→ Document passage
*** Block opens ***

Municipality in Mexico

Lázaro Cárdenas (/es/) is a port city in Michoacán bordered to the east by Guerrero. Lázaro Cárdenas is located in the southern part of the Mexican state of Michoacán, being the southernmost municipality in Michoacán. It was formerly known as Los Llanitos, but changed its name as a tribute to Lázaro Cárdenas del Río, a Michoacán-born politician who was president of Mexico from 1934 to 1940.

The city's coordinates are , where the Río Balsas drains into the Pacific Ocean. In the 2005 census, the city's population was 74,884. It is served by Lázaro Cárdenas Airport. The municipality of Lázaro Cárdenas, which has an area of 1,160.24 km2, had a total population of 162,997 in 2005, and includes the metropolitan area of city, which includes the communities of Las Guacamayas, La Orilla, and La Mira y Guacamayas.

==History==
When known as Los Llanitos, it formed part of the municipality of Arteaga. In 1932 it was given town status and named Melchor Ocampo, after politician Melchor Ocampo. On April 12, 1937, during the governorship of José María Mendoza Prado, the state congress decreed the creation of the municipality of Melchor Ocampo del Balsas. The name of the municipality changed again on November 17, 1970, to Lázaro Cárdenas, in honor of the popular former president who had died the previous month.

In 2006, steelworkers working in a steel plant went on strike after an explosion killed 65 workers. The militia was ordered to attack the strikers, resulting in numerous injuries and deaths.

In July 2007, a ship was caught by Mexican officials at the port of Lázaro Cárdenas, which originated from Hong Kong, after traveling through the Port of Long Beach with 19 tons of pseudoephedrine, a raw material needed for the manufacturing process of the drug methamphetamine. The Chinese owner Zhenli Ye Gon was found to have $206 million at his Mexico City mansion. The shipment went undetected at Long Beach.

*** Block closes ***

→ Exercise tasks
1. List every earlier name that the Lázaro Cárdenas text gives for the place.
2. In the Lázaro Cárdenas text, rewrite the passage from "Lázaro Cárdenas (/es/)" to "1934 to 1940." with "port city" changed to "harbor city".
3. Continue the text on Lázaro Cárdenas after its last sentence.
The records have no connection to the text about Lázaro Cárdenas.

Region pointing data
*** Block opens ***

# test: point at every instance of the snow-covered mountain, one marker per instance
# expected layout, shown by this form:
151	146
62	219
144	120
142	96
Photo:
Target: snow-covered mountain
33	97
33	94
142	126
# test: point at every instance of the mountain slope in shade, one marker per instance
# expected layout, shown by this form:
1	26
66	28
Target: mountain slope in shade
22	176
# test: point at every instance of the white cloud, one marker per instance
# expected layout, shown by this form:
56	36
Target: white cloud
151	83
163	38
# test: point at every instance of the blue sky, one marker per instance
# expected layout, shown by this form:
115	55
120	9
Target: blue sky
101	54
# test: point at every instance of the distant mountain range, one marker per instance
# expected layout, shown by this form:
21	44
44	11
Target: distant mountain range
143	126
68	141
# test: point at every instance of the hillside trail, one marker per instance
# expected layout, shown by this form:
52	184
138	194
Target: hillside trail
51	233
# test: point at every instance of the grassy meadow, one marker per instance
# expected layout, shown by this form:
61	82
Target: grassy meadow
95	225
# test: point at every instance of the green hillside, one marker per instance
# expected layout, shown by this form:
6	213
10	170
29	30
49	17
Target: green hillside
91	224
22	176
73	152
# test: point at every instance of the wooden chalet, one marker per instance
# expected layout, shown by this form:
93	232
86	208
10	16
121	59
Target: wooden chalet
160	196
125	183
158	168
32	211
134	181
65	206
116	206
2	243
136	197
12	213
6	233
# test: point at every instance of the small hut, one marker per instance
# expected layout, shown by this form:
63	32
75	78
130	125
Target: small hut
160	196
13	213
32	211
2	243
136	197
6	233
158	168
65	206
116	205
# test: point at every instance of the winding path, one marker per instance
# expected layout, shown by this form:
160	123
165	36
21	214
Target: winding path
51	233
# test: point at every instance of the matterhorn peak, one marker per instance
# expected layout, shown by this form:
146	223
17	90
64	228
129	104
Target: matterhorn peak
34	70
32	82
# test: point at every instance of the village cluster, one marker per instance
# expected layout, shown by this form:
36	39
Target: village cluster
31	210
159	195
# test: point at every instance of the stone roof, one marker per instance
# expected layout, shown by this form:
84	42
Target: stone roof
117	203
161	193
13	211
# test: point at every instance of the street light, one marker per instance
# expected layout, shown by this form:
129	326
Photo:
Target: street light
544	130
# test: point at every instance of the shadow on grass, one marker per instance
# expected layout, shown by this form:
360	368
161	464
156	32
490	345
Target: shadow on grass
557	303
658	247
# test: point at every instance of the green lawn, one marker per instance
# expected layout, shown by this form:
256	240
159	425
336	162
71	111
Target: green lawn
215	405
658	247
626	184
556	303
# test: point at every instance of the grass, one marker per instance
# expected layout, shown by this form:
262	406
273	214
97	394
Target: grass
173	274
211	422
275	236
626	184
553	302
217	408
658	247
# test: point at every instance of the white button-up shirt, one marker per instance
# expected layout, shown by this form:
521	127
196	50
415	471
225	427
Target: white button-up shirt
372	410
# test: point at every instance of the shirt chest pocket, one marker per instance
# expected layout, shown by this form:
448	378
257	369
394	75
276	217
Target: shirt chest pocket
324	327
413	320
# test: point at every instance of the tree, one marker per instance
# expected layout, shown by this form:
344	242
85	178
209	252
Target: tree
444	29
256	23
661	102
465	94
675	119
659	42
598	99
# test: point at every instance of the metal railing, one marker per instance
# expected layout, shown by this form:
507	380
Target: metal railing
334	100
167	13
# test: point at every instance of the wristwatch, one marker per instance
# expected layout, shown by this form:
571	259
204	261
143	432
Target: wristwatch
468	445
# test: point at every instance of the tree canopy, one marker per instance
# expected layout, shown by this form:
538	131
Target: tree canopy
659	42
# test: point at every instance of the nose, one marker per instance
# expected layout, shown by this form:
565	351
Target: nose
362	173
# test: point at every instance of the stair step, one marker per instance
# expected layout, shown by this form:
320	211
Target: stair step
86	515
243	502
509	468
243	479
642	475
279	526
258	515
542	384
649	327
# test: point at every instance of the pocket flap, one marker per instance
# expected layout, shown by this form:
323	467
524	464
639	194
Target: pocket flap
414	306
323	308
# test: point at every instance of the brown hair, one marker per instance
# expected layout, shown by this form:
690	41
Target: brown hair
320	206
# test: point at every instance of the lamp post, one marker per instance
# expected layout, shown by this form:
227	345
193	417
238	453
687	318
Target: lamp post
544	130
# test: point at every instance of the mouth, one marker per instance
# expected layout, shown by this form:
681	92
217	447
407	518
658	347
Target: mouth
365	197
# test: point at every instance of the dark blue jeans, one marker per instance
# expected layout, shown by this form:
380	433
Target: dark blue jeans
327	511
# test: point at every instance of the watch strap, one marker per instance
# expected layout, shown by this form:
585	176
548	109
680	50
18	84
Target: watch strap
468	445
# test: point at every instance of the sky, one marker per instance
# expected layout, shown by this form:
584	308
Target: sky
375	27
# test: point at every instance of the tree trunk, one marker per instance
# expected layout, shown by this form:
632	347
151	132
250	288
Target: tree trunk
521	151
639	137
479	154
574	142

*** Block closes ***

→ Written responses
1. Los Llanitos, Melchor Ocampo, Melchor Ocampo del Balsas

2.
Lázaro Cárdenas (/es/) is a harbor city in Michoacán bordered to the east by Guerrero. Lázaro Cárdenas is located in the southern part of the Mexican state of Michoacán, being the southernmost municipality in Michoacán. It was formerly known as Los Llanitos, but changed its name as a tribute to Lázaro Cárdenas del Río, a Michoacán-born politician who was president of Mexico from 1934 to 1940.

3.
==Air travel==
The city is served by the Lázaro Cárdenas Airport.

==Port==

Lázaro Cárdenas is home to a deepwater seaport that handles container, dry bulk, and liquid cargo. The port also exports automobiles from various Mexican assembly plants to markets in southeast Asia and South America. The port handled 1.24 million TEU in 2012 and is expanding to a capacity of 2.2 million TEU annually. Cargo moves to and from the port by road and rail equally, with rail service provided exclusively by Kansas City Southern de México. The port is expected to become a major container facility due to congestion at the U.S. ports of Los Angeles and Long Beach and its relative proximity to major cities such as Chicago, Kansas City, and Houston. In preparation for the port's increased capacity, railway and highway infrastructure running north–south through the center of Mexico has been upgraded to handle the anticipated increase in volume of goods bound for the United States using this transportation corridor. If a proposed government-backed Pacific port is built at Punta Colonet, Baja California, goods flowing to U.S. states like Arizona and Nevada could bypass the congested Los Angeles region with closer access to those markets, providing increased competition with Lázaro Cárdenas.